Lista de atividades -
1) Segundo o texto de leitura, qual senador foi o relator do projeto?
2) No texto sobre o projeto de lei, por que a futura lei vai receber o nome do padre? Explique em até três frases.
3) Traduza para o inglês esta frase do texto de leitura: "O senador Contarato afirma que o episódio em São Paulo não é fato isolado."

Texto de leitura -

▼

Proposto pelo senador Fabiano Contarato (Rede-ES), o Projeto de Lei (PL) nº 488/2021 altera o Estatuto da Cidade, Lei 10.257, de 2001. O projeto e as emendas, nos termos do parecer do relator, senador Paulo Paim (PT-RS), foram aprovados em turno único.

O PL nº 488/2021 será encaminhado à análise pela Câmara dos Deputados.

Justificativa do projeto

O projeto foi apresentado após o padre Júlio Lancellotti – conhecido por suas ações de acolhimento às pessoas em situação de rua em São Paulo – usar marreta para remover pedras pontiagudas instaladas pela prefeitura sob um viaduto.

O protesto do religioso teve grande repercussão e apoio social. Por isso, a lei a ser originada do projeto aprovado pelo Senado será denominada “Lei Padre Júlio Lancelotti”.

O senador Contarato afirma que o episódio em São Paulo não é fato isolado. Muitas cidades brasileiras têm incentivado a chamada “arquitetura defensiva” em função da especulação imobiliária de determinadas regiões. Outros exemplos dessa arquitetura incluem bancos sem encosto, ondulados ou com divisórias, cercas eletrificadas, muros com cacos de vidro, pedras ásperas e pontiagudas.

▲

Dados fornecidos -
▼

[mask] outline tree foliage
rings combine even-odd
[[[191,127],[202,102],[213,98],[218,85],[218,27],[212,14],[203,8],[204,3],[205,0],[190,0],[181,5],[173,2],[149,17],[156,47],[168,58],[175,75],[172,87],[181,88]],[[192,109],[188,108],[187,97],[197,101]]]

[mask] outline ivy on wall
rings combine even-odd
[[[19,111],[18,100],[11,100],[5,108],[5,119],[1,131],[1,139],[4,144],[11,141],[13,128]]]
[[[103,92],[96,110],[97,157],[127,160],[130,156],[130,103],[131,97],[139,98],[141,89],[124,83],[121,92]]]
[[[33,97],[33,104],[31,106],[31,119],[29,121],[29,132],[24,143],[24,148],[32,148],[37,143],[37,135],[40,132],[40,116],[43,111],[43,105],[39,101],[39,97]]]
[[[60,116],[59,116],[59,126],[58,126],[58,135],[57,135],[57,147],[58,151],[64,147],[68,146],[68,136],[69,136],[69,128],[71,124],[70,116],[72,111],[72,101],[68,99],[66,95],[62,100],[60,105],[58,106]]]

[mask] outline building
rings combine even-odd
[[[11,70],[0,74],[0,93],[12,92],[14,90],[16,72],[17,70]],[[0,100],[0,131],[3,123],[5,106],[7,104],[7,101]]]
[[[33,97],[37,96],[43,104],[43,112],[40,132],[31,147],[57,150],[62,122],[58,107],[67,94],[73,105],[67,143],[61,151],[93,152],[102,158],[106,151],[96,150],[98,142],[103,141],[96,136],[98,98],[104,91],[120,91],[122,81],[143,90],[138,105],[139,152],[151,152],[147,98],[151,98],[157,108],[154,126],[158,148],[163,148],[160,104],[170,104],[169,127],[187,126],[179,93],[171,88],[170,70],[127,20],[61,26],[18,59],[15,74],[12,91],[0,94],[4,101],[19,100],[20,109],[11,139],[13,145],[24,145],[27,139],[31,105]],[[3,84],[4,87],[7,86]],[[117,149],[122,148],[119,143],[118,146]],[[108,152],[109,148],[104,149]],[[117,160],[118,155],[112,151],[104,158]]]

▲

Lista de respostas -
1) O senador Paulo Paim (PT-RS).

2) O padre usou uma marreta para tirar pedras pontiagudas que a prefeitura tinha colocado embaixo de um viaduto em São Paulo. Esse protesto teve grande repercussão e apoio social. Por isso, a lei que sair do projeto aprovado pelo Senado vai levar o nome dele.

3) Senator Contarato states that the episode in São Paulo is not an isolated incident.